§ What you are asked to do
Reproduce the entries in full, with no changes.

──────────────────────────────

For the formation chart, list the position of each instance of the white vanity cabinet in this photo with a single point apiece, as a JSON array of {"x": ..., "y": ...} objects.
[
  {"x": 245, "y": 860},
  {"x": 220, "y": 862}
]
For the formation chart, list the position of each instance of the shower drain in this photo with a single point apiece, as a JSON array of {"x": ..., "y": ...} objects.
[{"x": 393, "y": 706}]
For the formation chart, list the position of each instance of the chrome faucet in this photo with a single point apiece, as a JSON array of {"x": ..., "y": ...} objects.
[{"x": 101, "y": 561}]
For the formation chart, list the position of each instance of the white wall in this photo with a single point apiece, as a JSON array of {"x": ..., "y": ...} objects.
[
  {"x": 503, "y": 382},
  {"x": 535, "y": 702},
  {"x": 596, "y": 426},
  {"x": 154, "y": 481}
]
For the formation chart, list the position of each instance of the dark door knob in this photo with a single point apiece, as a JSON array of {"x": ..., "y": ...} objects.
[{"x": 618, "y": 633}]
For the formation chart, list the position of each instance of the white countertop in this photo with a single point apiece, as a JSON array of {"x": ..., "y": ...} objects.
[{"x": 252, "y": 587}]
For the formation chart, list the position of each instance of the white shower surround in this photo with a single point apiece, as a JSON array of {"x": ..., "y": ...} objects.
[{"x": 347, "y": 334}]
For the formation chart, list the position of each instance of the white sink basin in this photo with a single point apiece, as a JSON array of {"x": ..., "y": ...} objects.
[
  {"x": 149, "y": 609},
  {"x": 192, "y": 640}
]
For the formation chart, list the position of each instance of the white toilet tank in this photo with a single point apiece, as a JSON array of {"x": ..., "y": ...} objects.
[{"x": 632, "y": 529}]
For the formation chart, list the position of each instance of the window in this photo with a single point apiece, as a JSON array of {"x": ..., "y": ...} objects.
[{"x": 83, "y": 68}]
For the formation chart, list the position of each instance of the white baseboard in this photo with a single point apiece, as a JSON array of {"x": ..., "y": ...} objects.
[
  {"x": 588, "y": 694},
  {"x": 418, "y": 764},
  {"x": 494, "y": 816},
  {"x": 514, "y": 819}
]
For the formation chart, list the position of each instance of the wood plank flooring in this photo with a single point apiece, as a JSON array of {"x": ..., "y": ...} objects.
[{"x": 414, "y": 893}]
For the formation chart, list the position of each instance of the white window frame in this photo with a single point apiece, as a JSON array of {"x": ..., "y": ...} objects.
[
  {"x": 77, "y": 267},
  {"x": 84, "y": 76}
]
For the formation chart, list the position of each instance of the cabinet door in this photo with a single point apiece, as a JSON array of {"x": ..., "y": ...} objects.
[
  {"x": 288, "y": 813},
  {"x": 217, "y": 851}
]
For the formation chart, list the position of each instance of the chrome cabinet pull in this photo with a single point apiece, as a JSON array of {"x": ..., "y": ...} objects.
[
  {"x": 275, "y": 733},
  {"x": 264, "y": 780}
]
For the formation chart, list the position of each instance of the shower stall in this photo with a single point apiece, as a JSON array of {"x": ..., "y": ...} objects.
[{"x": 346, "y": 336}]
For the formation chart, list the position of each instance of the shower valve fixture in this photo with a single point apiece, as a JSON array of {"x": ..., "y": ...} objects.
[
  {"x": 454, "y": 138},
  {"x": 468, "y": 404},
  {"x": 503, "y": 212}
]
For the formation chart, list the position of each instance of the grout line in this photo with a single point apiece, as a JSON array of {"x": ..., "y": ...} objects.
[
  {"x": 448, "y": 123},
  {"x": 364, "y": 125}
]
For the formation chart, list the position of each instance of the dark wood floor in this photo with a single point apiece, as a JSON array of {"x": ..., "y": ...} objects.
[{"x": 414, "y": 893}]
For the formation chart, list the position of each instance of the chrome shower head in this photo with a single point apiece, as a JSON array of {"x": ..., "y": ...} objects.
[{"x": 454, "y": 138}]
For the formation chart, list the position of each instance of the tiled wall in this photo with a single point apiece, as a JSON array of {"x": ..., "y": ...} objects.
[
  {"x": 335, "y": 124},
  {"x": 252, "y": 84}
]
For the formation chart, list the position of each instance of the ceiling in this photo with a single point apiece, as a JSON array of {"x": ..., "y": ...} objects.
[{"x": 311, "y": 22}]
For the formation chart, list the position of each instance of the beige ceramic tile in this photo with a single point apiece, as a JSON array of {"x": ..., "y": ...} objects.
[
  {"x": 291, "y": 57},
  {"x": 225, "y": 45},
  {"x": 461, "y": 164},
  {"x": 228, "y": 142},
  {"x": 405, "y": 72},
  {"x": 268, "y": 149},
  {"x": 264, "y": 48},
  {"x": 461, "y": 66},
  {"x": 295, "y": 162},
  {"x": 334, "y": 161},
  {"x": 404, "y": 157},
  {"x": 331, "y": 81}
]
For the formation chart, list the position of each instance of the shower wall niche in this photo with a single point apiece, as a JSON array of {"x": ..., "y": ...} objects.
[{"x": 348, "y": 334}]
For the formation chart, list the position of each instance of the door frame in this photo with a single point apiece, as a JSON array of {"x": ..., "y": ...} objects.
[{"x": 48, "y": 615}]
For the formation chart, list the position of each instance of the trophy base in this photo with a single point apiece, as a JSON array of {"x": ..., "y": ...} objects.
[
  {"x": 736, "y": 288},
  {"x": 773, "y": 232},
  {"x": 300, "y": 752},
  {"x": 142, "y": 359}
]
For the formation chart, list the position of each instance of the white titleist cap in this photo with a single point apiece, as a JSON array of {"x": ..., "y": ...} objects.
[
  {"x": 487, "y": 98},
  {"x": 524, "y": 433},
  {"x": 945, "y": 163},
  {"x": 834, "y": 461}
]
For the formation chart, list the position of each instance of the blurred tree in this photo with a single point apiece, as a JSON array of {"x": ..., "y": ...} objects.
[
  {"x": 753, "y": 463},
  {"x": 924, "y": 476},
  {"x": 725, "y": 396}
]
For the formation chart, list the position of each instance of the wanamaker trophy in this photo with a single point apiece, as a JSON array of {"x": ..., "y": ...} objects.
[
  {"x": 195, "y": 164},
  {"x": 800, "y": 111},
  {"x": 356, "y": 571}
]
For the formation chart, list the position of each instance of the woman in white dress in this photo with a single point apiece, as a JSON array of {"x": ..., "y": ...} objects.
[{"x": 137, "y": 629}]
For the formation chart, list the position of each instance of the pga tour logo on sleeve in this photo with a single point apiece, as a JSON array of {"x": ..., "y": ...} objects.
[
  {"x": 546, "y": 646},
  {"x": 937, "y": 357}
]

──────────────────────────────

§ Exercise solution
For the formation chart, list the position of each instance of the white vanity cabinet in this photo with a single point apiece, as a JSON array of {"x": ..., "y": ...} objects.
[
  {"x": 245, "y": 860},
  {"x": 220, "y": 862}
]
For the formation chart, list the position of each instance of the shower drain in this photo with a single point apiece, as a JSON array of {"x": ..., "y": ...} objects.
[{"x": 393, "y": 706}]
For the formation chart, list the position of each instance of the chrome faucet in this photo with a single point apiece, as a JSON array of {"x": ..., "y": ...} objects.
[{"x": 101, "y": 561}]
For the formation chart, list the position of each instance of the white wall in this photo with a single point apiece, as a JSON array of {"x": ..., "y": ...} objects.
[
  {"x": 503, "y": 382},
  {"x": 535, "y": 702},
  {"x": 596, "y": 426},
  {"x": 154, "y": 481}
]
For the formation chart, list the position of each instance of the dark door knob in this photo with a single point apiece, as a JSON array of {"x": ..., "y": ...} objects.
[{"x": 618, "y": 633}]
For the formation chart, list the position of each instance of the white countertop in this photo with a single point apiece, as a JSON array of {"x": ..., "y": ...} objects.
[{"x": 252, "y": 587}]
For the formation chart, list the position of each instance of the white shower surround in this photo with a single point apiece, as a JSON array of {"x": ..., "y": ...} objects.
[{"x": 347, "y": 334}]
For the formation chart, list the position of each instance of the white sink basin in this photo with a single point apiece, as a JSON array of {"x": ..., "y": ...} objects.
[
  {"x": 149, "y": 609},
  {"x": 192, "y": 640}
]
For the formation chart, list the position of each instance of the white toilet tank in this photo with a single point apiece, as a JSON array of {"x": ..., "y": ...} objects.
[{"x": 632, "y": 529}]
For the formation chart, list the position of each instance of the window in this photo with a single point apiece, as a JSON array of {"x": ..., "y": ...} objects.
[{"x": 83, "y": 68}]
For the formation chart, list the position of each instance of the white baseboard in this photo with a single point apiece, as a JSON array of {"x": ..., "y": ...} objects.
[
  {"x": 588, "y": 694},
  {"x": 418, "y": 764},
  {"x": 494, "y": 816},
  {"x": 514, "y": 819}
]
For the formation chart, list the position of each instance of the wood plank flooring in this photo with a single point apiece, as a JSON array of {"x": ..., "y": ...} objects.
[{"x": 414, "y": 893}]
For the formation chart, list the position of each instance of the white window frame in this photo with a single point apiece, as a JSON array of {"x": ..., "y": ...} objects.
[
  {"x": 77, "y": 267},
  {"x": 84, "y": 76}
]
For the formation chart, list the position of each instance of the cabinet door in this photo with a single point apiece, as a JSON array of {"x": ..., "y": ...} objects.
[
  {"x": 288, "y": 813},
  {"x": 217, "y": 851}
]
For the formation chart, list the position of each instance of the chrome cabinet pull in this photo with a single point apiece, as a JSON array of {"x": ..., "y": ...} objects.
[
  {"x": 275, "y": 733},
  {"x": 264, "y": 780}
]
For the formation chart, list the position of each instance of the shower stall in this photo with a single point apiece, as a JSON array of {"x": ..., "y": ...} objects.
[{"x": 346, "y": 336}]
For the formation chart, list the position of each instance of the shower valve fixture in this photo with a single point apiece, as a JSON array of {"x": ..., "y": ...} objects.
[
  {"x": 454, "y": 138},
  {"x": 468, "y": 404},
  {"x": 503, "y": 212}
]
For the formation chart, list the position of each instance of the grout line in this photo with a single point apiece, as a JSON array of {"x": ..., "y": ...} objects.
[
  {"x": 448, "y": 123},
  {"x": 364, "y": 125}
]
For the formation chart, list the position of each instance of the dark wood floor in this photo with a single point apiece, as a JSON array of {"x": ..., "y": ...} objects.
[{"x": 414, "y": 893}]
For the formation chart, list the position of each instance of the chrome shower head in this photo with a single point apiece, as a JSON array of {"x": ..., "y": ...} objects.
[{"x": 454, "y": 138}]
For the formation chart, list the position of each instance of the tiled wall in this photo with a single point apiece, as a JSON array of {"x": ..., "y": ...} objects.
[
  {"x": 335, "y": 124},
  {"x": 252, "y": 84}
]
For the formation chart, list the position of each instance of the ceiling in this photo with a single point apiece, as a JSON array of {"x": ..., "y": ...} objects.
[{"x": 311, "y": 22}]
For the formation chart, list the position of each instance of the beige ceramic tile in this photo with a single point apiece, as a JSON array of {"x": ..., "y": ...} objects.
[
  {"x": 291, "y": 57},
  {"x": 225, "y": 45},
  {"x": 461, "y": 164},
  {"x": 228, "y": 142},
  {"x": 405, "y": 72},
  {"x": 268, "y": 149},
  {"x": 264, "y": 48},
  {"x": 461, "y": 66},
  {"x": 295, "y": 162},
  {"x": 334, "y": 161},
  {"x": 404, "y": 157},
  {"x": 331, "y": 81}
]
For the formation chart, list the position of each instance of the shower wall niche in this photo with a single point apiece, as a JSON array of {"x": ..., "y": ...} objects.
[{"x": 348, "y": 334}]
For the formation chart, list the position of each instance of the door frame in this photo with a single point apiece, as a JSON array of {"x": ..., "y": ...} objects.
[{"x": 48, "y": 615}]
For the formation chart, list the position of each instance of the trophy base in this photo with a single point apiece, as a JSON array of {"x": ..., "y": ...} objects.
[
  {"x": 736, "y": 288},
  {"x": 773, "y": 232},
  {"x": 300, "y": 752},
  {"x": 142, "y": 359}
]
For the formation chart, list the position of each instance of the white titleist cap in this photo with a single point apiece, as a JSON array of {"x": ..., "y": ...} objects.
[
  {"x": 487, "y": 98},
  {"x": 524, "y": 433},
  {"x": 945, "y": 163},
  {"x": 834, "y": 461}
]
For the formation chart, list the position of each instance of the blurred tree in this photo with a single point apiece, as a JSON array of {"x": ..., "y": ...} objects.
[
  {"x": 753, "y": 463},
  {"x": 924, "y": 476},
  {"x": 725, "y": 396}
]
For the formation chart, list the position of each instance of the wanamaker trophy in this photo with a single point apiece, as a JSON array of {"x": ..., "y": ...} objects.
[
  {"x": 195, "y": 164},
  {"x": 800, "y": 111},
  {"x": 356, "y": 571}
]
For the formation chart, list the position of each instance of the woman in white dress in this photo with a single point apiece, as a JSON array of {"x": ..., "y": ...} objects.
[{"x": 137, "y": 629}]
For the formation chart, list the position of each instance of the pga tour logo on sleeve in this photo with a single point apiece, as a JSON array of {"x": ..., "y": ...} objects.
[
  {"x": 546, "y": 646},
  {"x": 937, "y": 357}
]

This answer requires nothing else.